READING PASSAGE:
▬▬▬▬▬▬

Published online by Cambridge University Press: 05 August 2014
Maisie turned to Sir Claude, who struck her as having been removed to a distance of about a mile. . . But at the child’s words Mrs Beale had fairly bounded. ‘Come away from me, Maisie?’ It was a wail of dismay and reproach, in which her stepdaughter was astonished to read that she had had no hostile consciousness and that if she had been so actively grand it was not from suspicion, but from strange entanglements of modesty . . . Maisie surveyed – for the idea of a describable loss – the immensity of space.
(N-4, 641–2)This arresting moment in What Maisie Knew – where emerges, arguably, the only ‘moral sense’ worth mentioning – is startling, not least, because it makes us realize that we, like Maisie, have failed to consider Mrs Beale’s perspective: it offers a moving intimation of all the many worlds that we not only do not, but cannot, consider as we go about our lives, if only because our perspective is not infinite. Until this moment, Mrs Beale has registered only as the mirror image of Maisie’s desires; these ‘strange entanglements of modesty’ intimate motives not simply unopposed but, more radically, unrelated, to Maisie’s imaginings or yearnings. No less striking, neither the novel nor Maisie pursues the revelation beyond this mere registered intuition of another perspective. In this novel of (ostensible) development, here is a realization that is neither the culmination of a narrative nor the beginning of future insight: a crucial epiphany – and a strangely unassimilable hiatus.
Not least important is its potential to remove ‘perspective’ from a developmental narrative. The dominant reading of Maisie might not need rehearsal: the child’s limited understanding is captured by a narrative ascesis whose gradual eclipse represents the child’s expanding perspective – until it corresponds with our own, ‘adult’, view. This moment suggests, however, that limitation is not the child’s special provenance; rather, to have a perspective at all is to be limited. The novel does not progress from limitation to an increasingly expansive view: it moves from one form of blindness to another.

▬▬▬▬▬▬

DATA EXTRACT:
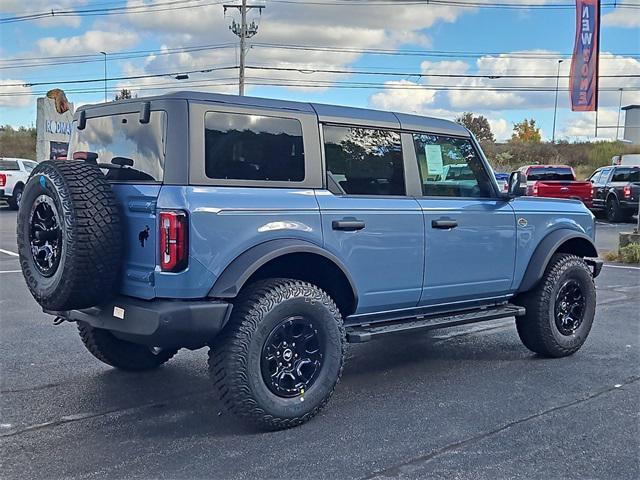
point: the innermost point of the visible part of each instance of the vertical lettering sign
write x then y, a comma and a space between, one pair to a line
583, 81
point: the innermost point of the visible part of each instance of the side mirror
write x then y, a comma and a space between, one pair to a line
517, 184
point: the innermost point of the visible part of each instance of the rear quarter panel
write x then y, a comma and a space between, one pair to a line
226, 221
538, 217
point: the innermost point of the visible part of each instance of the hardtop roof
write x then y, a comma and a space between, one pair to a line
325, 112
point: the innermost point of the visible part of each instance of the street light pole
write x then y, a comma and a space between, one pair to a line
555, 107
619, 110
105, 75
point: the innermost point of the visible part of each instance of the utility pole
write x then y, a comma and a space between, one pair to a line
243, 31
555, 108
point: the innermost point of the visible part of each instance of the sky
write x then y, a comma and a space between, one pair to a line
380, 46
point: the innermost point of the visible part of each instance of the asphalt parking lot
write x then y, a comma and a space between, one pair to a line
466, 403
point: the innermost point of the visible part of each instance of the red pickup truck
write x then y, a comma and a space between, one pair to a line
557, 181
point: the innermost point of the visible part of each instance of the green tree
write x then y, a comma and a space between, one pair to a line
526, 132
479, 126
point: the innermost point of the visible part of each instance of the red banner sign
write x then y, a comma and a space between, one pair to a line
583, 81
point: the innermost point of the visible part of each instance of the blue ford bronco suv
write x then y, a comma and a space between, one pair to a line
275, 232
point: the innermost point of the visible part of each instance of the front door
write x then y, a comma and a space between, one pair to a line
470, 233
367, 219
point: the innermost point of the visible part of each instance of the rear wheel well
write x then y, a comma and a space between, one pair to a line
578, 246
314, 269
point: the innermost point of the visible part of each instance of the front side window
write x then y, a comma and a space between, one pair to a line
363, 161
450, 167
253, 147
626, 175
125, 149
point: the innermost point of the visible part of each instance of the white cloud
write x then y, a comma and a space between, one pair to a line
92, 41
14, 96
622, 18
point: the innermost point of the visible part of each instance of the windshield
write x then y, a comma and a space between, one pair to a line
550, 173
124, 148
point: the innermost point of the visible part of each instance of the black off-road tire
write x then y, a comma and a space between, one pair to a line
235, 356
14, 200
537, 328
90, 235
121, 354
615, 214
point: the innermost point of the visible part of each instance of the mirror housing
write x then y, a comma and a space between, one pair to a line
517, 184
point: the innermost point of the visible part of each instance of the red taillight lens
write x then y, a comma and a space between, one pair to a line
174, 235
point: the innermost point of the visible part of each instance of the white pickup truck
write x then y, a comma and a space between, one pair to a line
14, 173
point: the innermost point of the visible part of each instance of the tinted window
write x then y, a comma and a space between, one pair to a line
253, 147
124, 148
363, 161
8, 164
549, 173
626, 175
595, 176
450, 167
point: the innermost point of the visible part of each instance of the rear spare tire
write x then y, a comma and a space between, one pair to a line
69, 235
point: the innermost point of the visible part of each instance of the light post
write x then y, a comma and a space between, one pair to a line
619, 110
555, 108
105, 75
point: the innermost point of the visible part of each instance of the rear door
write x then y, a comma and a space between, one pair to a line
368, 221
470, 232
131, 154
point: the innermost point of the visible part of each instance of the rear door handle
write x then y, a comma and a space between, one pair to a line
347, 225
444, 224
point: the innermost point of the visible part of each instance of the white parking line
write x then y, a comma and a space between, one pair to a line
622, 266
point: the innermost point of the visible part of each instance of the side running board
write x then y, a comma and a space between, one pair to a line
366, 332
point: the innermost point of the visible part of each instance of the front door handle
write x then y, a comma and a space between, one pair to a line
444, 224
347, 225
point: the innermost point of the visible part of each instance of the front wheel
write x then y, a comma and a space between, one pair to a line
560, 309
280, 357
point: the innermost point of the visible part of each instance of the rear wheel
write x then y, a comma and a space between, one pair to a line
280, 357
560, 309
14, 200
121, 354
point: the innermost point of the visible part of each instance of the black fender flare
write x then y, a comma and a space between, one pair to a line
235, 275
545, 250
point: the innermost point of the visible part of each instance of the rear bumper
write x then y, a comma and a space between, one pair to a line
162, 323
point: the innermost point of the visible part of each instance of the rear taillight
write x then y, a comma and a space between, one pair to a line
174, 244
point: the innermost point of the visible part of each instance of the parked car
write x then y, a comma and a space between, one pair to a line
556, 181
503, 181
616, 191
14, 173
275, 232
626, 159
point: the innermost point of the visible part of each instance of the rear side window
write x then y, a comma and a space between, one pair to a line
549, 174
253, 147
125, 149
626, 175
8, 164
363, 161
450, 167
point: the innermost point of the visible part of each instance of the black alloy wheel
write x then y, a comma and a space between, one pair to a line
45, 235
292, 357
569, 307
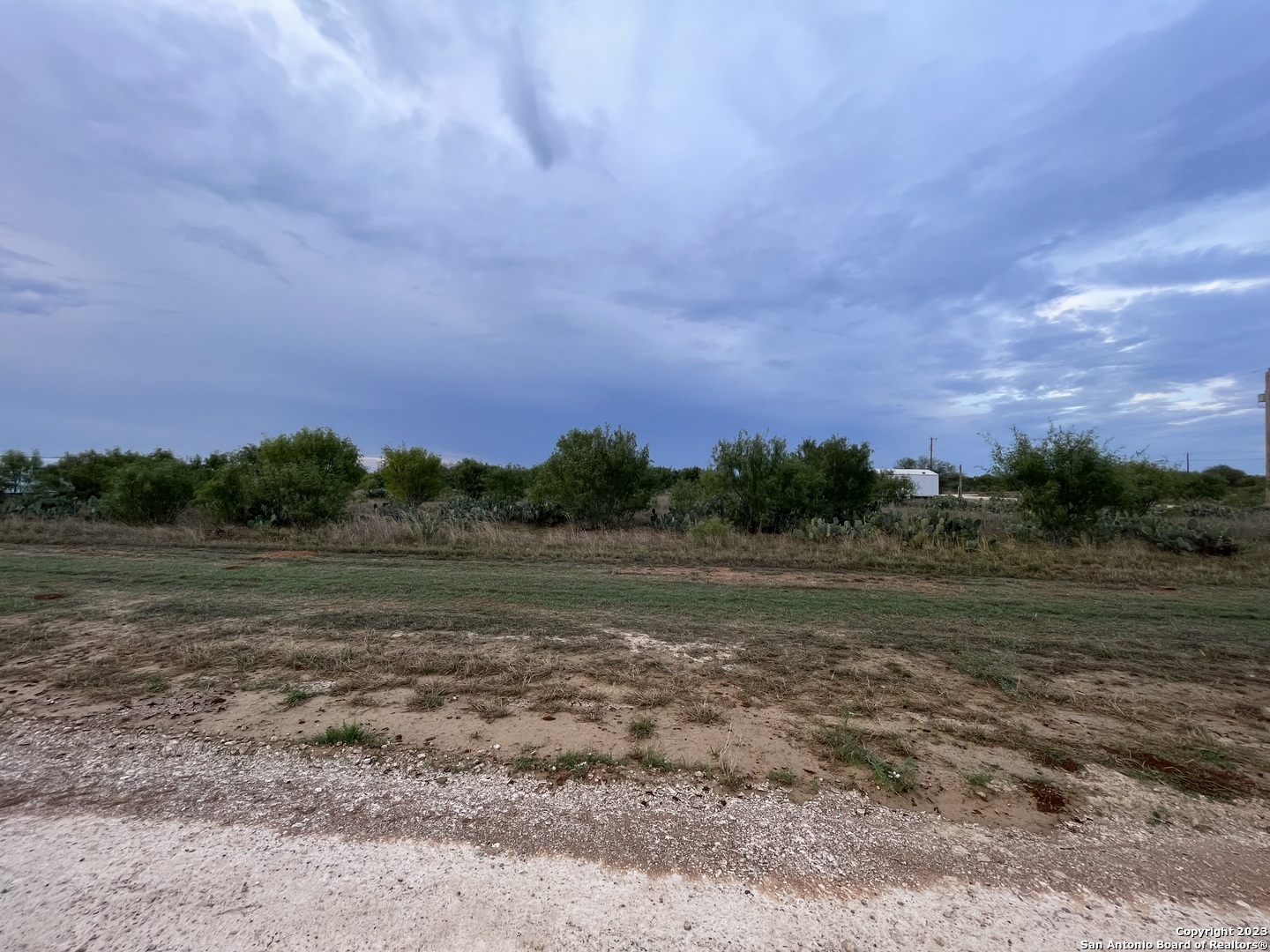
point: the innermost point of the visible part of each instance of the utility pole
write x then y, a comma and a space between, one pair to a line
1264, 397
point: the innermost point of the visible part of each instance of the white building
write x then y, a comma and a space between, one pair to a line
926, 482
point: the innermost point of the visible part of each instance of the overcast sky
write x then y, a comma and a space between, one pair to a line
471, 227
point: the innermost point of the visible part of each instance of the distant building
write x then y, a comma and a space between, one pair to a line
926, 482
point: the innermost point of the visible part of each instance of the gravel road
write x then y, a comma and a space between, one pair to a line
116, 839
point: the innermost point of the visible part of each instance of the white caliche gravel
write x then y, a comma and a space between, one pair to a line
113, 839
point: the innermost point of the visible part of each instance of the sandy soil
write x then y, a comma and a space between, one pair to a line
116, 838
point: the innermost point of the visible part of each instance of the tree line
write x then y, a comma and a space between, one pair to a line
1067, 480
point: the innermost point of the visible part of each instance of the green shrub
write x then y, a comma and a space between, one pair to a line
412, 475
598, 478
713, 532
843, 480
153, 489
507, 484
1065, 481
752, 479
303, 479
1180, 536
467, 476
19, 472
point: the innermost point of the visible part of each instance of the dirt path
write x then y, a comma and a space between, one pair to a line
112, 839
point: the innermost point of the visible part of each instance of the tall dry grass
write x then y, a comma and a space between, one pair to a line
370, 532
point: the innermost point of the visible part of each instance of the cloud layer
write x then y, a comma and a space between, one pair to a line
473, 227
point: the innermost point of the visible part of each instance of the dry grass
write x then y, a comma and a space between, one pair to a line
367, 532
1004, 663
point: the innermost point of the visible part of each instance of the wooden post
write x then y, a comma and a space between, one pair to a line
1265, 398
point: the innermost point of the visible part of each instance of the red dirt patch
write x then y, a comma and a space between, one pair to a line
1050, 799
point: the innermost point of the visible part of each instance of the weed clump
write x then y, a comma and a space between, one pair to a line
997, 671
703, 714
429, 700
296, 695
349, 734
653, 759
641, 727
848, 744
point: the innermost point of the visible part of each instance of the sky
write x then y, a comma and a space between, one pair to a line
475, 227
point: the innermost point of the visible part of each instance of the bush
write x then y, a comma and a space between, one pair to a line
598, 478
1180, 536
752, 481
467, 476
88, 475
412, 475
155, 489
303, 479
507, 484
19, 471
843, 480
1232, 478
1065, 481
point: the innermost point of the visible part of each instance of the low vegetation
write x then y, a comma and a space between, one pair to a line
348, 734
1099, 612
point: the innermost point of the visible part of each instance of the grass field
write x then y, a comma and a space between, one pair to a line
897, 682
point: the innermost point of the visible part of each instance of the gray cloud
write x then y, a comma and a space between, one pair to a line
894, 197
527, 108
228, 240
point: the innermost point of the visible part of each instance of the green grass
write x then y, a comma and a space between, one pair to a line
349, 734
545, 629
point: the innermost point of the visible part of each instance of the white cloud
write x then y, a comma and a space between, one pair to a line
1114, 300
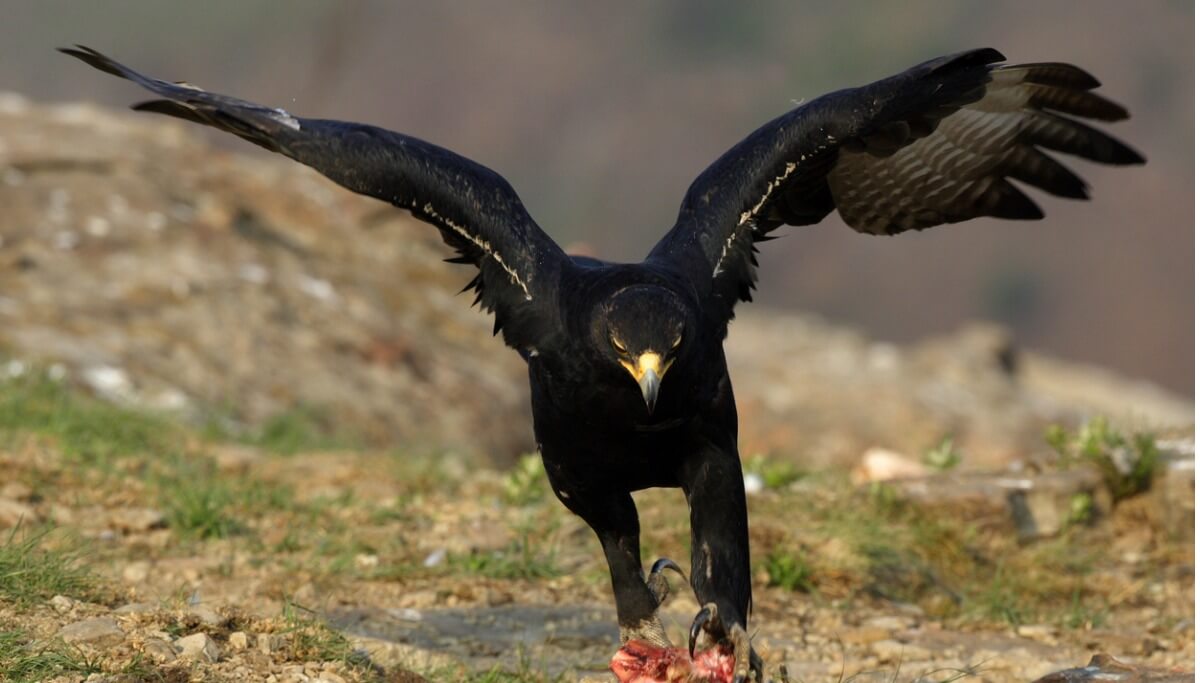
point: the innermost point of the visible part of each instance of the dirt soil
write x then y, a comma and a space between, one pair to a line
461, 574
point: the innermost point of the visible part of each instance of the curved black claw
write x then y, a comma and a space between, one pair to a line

▬▬▬▬▬▬

REQUIRED ACTION:
In the passage on What Maisie Knew, take the part between "Not least important" and "blindness to another.", inclusive, and swap "limitation" for "constraint".

RESPONSE AREA:
Not least important is its potential to remove ‘perspective’ from a developmental narrative. The dominant reading of Maisie might not need rehearsal: the child’s limited understanding is captured by a narrative ascesis whose gradual eclipse represents the child’s expanding perspective – until it corresponds with our own, ‘adult’, view. This moment suggests, however, that constraint is not the child’s special provenance; rather, to have a perspective at all is to be limited. The novel does not progress from constraint to an increasingly expansive view: it moves from one form of blindness to another.